Turn the lines starting with the one that contains "Put one marker on each instance of the beak" and going on through the end of the rows into a JSON list of strings, one string per line, with blank lines left out.

- - -

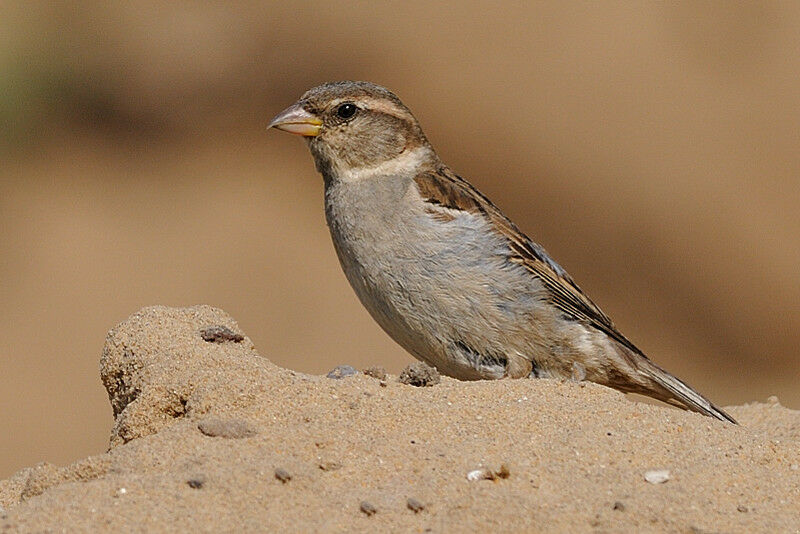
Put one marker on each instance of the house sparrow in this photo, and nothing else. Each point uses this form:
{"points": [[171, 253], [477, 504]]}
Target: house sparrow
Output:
{"points": [[442, 270]]}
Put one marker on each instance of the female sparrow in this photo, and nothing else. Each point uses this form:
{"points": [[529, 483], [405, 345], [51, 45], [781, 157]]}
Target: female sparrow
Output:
{"points": [[442, 270]]}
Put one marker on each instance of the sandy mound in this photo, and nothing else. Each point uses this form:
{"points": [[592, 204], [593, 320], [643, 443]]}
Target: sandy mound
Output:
{"points": [[211, 436]]}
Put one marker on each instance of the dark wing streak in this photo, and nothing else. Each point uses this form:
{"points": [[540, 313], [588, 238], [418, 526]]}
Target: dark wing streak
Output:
{"points": [[444, 188]]}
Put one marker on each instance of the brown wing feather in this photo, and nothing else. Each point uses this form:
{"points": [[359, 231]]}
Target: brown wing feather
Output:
{"points": [[444, 188]]}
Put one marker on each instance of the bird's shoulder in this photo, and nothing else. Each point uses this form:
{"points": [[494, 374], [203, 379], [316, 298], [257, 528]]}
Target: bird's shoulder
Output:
{"points": [[444, 190]]}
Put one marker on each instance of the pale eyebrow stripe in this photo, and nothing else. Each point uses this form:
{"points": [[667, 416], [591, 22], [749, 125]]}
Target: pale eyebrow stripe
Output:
{"points": [[380, 105]]}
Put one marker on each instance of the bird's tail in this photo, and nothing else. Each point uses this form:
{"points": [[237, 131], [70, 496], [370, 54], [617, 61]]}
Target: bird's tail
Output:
{"points": [[668, 388]]}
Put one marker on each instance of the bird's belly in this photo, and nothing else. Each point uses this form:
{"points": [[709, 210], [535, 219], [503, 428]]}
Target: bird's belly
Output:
{"points": [[450, 298]]}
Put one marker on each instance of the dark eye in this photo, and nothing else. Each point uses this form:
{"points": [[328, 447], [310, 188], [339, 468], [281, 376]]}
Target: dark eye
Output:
{"points": [[345, 111]]}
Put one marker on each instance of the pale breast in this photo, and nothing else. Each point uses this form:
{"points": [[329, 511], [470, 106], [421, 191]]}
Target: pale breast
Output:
{"points": [[441, 287]]}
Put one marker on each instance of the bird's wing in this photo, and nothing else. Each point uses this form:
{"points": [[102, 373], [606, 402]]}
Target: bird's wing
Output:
{"points": [[442, 187]]}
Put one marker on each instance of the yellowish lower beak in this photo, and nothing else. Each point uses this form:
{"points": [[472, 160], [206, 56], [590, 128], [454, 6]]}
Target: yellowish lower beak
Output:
{"points": [[296, 120]]}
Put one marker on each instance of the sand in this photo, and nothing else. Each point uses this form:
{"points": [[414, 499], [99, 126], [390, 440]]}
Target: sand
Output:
{"points": [[211, 436]]}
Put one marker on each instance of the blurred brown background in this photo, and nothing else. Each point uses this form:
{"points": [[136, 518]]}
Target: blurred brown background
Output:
{"points": [[653, 150]]}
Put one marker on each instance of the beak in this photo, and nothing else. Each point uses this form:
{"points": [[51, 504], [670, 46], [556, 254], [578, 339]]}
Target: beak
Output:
{"points": [[297, 120]]}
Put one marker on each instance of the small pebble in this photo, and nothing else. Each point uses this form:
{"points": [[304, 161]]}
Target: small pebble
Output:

- - -

**COMPLETED EXERCISE:**
[
  "Put one marker on each instance of the beak in this photo, and nothing else. Each point uses this form:",
  "{\"points\": [[51, 504], [670, 46], [556, 254], [578, 339]]}",
  "Target: beak",
  "Output:",
  "{\"points\": [[297, 120]]}",
  "Put one marker on each instance of the small pebble in this photo, and nothing else. Each point uses this form:",
  "{\"points\": [[304, 161]]}",
  "Target: small pebble",
  "Output:"
]